## Texto da página
Pode-se com segurança dizer que, tratando-se de matéria fática, a decisão do primeiro grau deve, a princípio, prevalecer, por aplicação de regra de bom senso e de confiança, ou seja, aquele que não estava presente aceita, até prova em contrário, como verdadeira a afirmação daquele juiz que tomou contato direto com o fato.

 

 

 

6. Fixação de um número mínimo mensal de sentenças e acórdãos.

 

A resposta que devemos à sociedade deve incluir uma ação prática coletiva, no sentido de superar definitivamente o número de sentenças e acórdãos pendentes. Assim, reiterando e ampliando proposta que já se apresentou[12], sugerimos que seja fixado um número mensal mínimo de acórdãos e sentenças para cada juiz, que sirva de parâmetro para o esforço individual em prol desta meta coletivamente fixada.

 

 

7. Defesa do acréscimo de competência para incluir matéria penal, revisão de multas administrativas, acidente do trabalho e todas controvérsias relativas a relação "de trabalho" e não apenas "de emprego".

 

Inexiste motivo razoável para que a matéria relativa a crimes contra organização do trabalho não esteja na competência da Justiça do Trabalho. Igualmente os crimes contra a administração da Justiça do Trabalho e os crimes contra a organização do trabalho, melhor poderiam ser apreciados nesta esfera.

 

Também já há proposta, salutar, dentro da Reforma do Judiciário, da ampliação da competência da Justiça do Trabalho nos casos de revisão de multas administrativas e para os litígios que versem sobre acidente do trabalho.

 

A utilização da expressão "de trabalho" e não "de emprego" no projeto já em exame perante o Senado Federal, além de acréscimo na competência, evita graves incoerências que haveria com a expressão de menor amplitude.

 

A ampliação de competência em tais matérias, sem dúvida, significará maior prestígio à Justiça do Trabalho, mas, especialmente, servirá precipuamente ao interesse social, pois questões, até hoje relegadas a segundo plano em outras esferas do Poder Judiciário, encontrarão um estuário natural nesta Justiça Especializada.

 

 

 

Conclusão.

 

Outros tantos temas merecem o debate mais aprofundado. Enumeramos, ainda, alguns mais urgentes, tais como, reaparelhamento humano, inclusive, das Secretarias das Varas do Trabalho, com efetivo reconhecimento das atividades fins da Justiça do Trabalho, e a definição mais clara, talvez já existente em lei, quanto aos critérios para convocações de Juízes para atuação em segundo grau.

 

Estes temas, certamente, melhor se prestam ao exame interno à magistratura, mas, de qualquer modo, dizem respeito a toda a sociedade, podendo ser analisados em instâncias tais como o Forum de Defesa da Justiça do Trabalho, experiência pioneira na Justiça do Trabalho, no Estado do Rio Grande do Sul.

## Material fornecido
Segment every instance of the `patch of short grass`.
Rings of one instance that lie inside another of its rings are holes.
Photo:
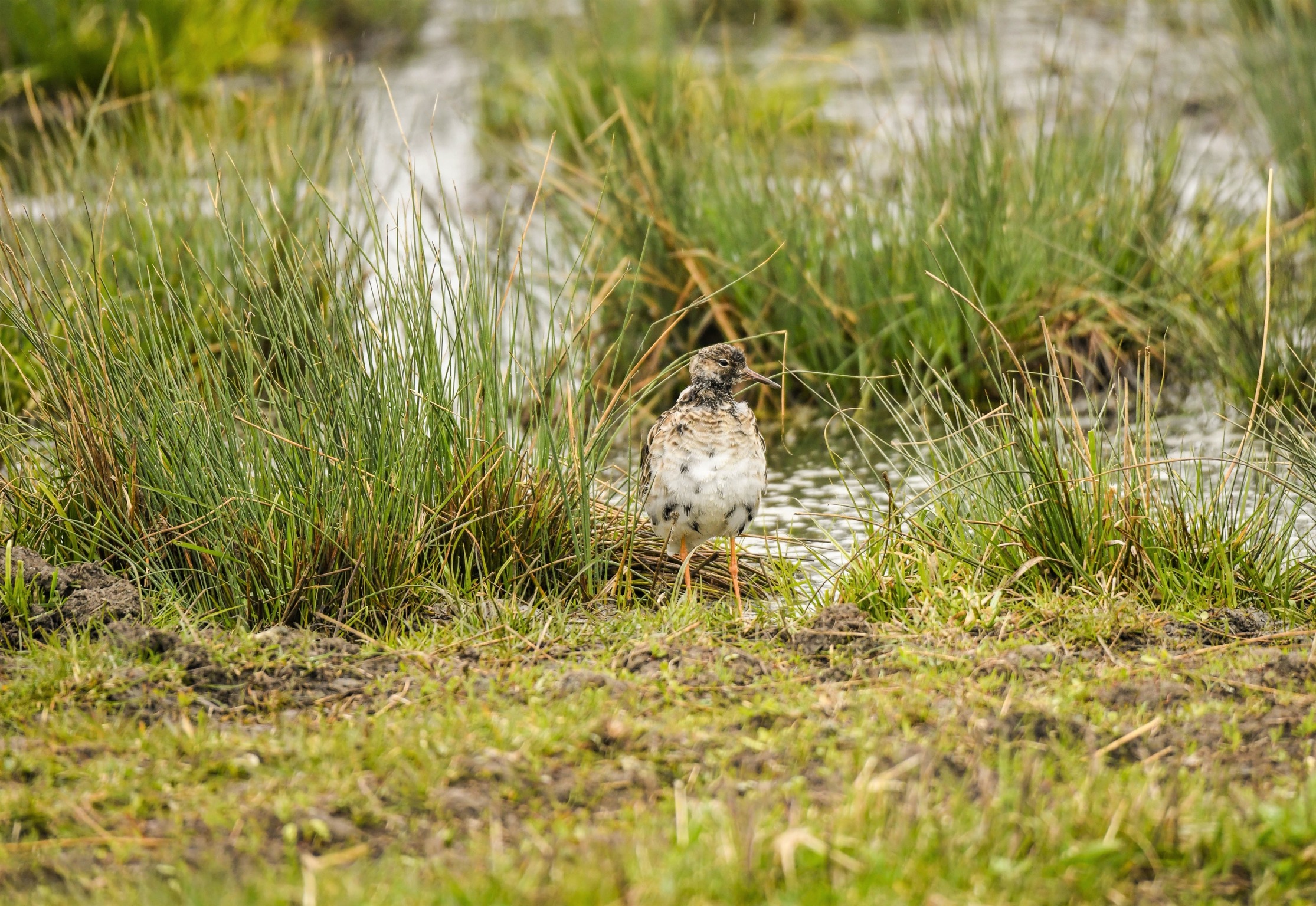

## A fazer
Por favor, devolva sem nenhuma alteração o trecho do texto sobre a Justiça do Trabalho que vai de "A utilização da" a "nesta Justiça Especializada.".

## Resposta à tarefa
A utilização da expressão "de trabalho" e não "de emprego" no projeto já em exame perante o Senado Federal, além de acréscimo na competência, evita graves incoerências que haveria com a expressão de menor amplitude.

 

A ampliação de competência em tais matérias, sem dúvida, significará maior prestígio à Justiça do Trabalho, mas, especialmente, servirá precipuamente ao interesse social, pois questões, até hoje relegadas a segundo plano em outras esferas do Poder Judiciário, encontrarão um estuário natural nesta Justiça Especializada.